-- Start Supplied data --

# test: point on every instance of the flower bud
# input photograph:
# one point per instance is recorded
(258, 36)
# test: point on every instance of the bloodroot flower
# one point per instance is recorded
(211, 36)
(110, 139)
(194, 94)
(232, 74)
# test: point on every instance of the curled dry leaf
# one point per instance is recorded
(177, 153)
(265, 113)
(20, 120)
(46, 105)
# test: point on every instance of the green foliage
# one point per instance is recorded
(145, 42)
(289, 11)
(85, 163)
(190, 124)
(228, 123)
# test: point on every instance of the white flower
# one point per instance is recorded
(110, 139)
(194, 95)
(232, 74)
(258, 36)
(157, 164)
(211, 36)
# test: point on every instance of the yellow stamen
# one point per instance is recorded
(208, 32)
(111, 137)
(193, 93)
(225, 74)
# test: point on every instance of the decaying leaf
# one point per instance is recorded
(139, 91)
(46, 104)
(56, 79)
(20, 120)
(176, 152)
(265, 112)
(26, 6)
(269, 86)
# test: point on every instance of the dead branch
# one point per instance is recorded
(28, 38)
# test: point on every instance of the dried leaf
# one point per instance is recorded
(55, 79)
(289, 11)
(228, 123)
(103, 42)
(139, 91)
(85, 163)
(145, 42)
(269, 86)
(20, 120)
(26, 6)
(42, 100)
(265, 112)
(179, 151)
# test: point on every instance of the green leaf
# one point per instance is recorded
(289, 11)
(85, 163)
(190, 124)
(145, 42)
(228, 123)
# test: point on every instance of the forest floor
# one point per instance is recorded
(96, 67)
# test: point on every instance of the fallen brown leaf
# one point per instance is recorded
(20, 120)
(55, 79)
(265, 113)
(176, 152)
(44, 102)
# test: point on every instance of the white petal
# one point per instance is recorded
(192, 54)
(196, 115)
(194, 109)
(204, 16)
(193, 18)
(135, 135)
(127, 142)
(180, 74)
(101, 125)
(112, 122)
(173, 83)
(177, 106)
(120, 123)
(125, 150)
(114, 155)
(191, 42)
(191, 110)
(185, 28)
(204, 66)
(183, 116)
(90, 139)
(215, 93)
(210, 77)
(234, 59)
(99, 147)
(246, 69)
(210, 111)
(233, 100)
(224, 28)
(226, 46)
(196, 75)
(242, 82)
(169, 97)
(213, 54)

-- End Supplied data --

■ Exercise task
Rewrite the lines from the one containing "# test: point on every instance of the green leaf" through the end of the records, replacing "recorded" with "logged" and leaving everything else the same.

■ Expected output
# test: point on every instance of the green leaf
# one point per instance is logged
(289, 11)
(85, 163)
(190, 124)
(145, 42)
(228, 123)
# test: point on every instance of the forest floor
# one point per instance is logged
(96, 67)
# test: point on every instance of the fallen brown leaf
# one point per instance is logged
(20, 120)
(55, 79)
(265, 113)
(176, 152)
(44, 102)
# test: point on every instance of the white petal
# one point per instance is logged
(192, 54)
(196, 115)
(194, 109)
(204, 16)
(193, 18)
(135, 135)
(127, 142)
(180, 74)
(101, 125)
(112, 122)
(173, 83)
(177, 106)
(120, 123)
(125, 150)
(114, 155)
(191, 42)
(191, 110)
(185, 28)
(204, 66)
(183, 116)
(90, 139)
(215, 93)
(210, 77)
(234, 59)
(99, 147)
(246, 69)
(210, 111)
(233, 100)
(224, 28)
(226, 46)
(196, 75)
(242, 82)
(169, 97)
(213, 54)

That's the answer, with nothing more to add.